___ ОТРЫВОК ___

В чем Верди всегда упрекали, и упрекали не без основания, так это в тривиальности. Ганслик был человеком не без опыта и не без благожелательности. Он видел, что здесь было что-то сильное, витальное, в чем ему было трудно дать себе отчет, потому что оно противоречило всему, что для него было свидетельством хорошего вкуса. При всем скепсисе к такому загадочному феномену, как популярность, беспримерное воздействие Верди на публику всех стран должно было бы ему подсказать, что налицо предстало что-то иное, нежели «эстетический злой умысел».
Этот пример показывает, как трудно судить о художественном феномене без должной дистанции. У Ганслика не было необходимых предпосылок, чтобы понять, что перед ним оригинал, первозданность восприятия и сочинения, которые способны преодолеть все ограничения хорошего вкуса. Верди делает великим то, что он сочетает в себе импульсивно-необузданный инстинкт драматурга с не менее первозданным даром творца мелодий. Это чувствовал каждый непосредственно реагирующий слушатель. Холодный критик, всегда сознающий свое достоинство судьи, вел себя здесь наподобие австрийского императора Фердинанда, который, когда ему доложили о начавшейся в марте 1848 года революции в Вене, о том, что толпа людей повесила на фонарном столбе военного министра Латура, спросил: «А разве они имели на это право?»
Спекулятивные эстетические рассуждения всегда проблематичны. Невозможно охватить аналитически однозначными понятиями даже такую очевидную для воспитанного художественного вкуса вещь, как различие между народным и вульгарным. Приходится довольствоваться фактом, что для самого существенного в музыке, для качества первозданного сочинения не существует объективного критерия. Непосредственная доходчивость и популярность вердиевских мелодий привели, во всяком случае, к тому, что будущую критику более полувека трудно было побудить к серьезной оценке композитора.

___ ПРЕДОСТАВЛЕННЫЙ ПЕРЕЧЕНЬ ___

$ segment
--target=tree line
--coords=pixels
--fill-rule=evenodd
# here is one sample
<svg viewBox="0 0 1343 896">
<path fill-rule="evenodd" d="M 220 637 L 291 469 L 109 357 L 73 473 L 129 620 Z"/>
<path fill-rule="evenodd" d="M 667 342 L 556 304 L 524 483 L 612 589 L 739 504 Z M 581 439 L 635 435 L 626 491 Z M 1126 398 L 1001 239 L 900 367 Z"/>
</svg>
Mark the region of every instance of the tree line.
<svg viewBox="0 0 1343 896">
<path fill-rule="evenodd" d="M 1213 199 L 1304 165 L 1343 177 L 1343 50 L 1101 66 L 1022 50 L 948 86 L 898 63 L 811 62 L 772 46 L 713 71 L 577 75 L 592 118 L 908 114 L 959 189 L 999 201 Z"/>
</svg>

___
___ ПРЕДОСТАВЛЕННЫЙ ПЕРЕЧЕНЬ ___

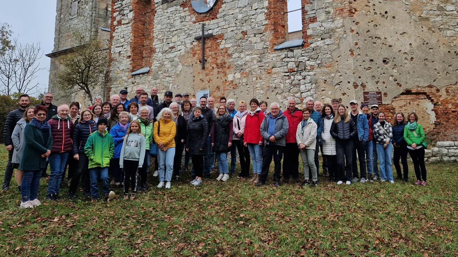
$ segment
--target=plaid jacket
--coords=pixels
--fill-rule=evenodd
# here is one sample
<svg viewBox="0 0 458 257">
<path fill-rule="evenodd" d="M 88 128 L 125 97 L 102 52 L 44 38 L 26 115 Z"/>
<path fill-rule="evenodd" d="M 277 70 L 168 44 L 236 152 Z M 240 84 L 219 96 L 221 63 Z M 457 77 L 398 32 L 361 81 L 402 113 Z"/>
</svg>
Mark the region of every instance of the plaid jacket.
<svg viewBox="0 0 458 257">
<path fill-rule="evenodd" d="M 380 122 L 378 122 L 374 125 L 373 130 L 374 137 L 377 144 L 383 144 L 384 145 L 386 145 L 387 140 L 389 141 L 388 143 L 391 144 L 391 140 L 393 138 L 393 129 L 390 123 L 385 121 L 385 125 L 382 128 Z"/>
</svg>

___

» **ЗАДАНИЕ**
Перечислите, пожалуйста, всех людей, названных по имени в отрывке о Верди.

» **ГОТОВЫЙ ОТВЕТ**
- Верди
- Ганслик
- австрийский император Фердинанд
- военный министр Латур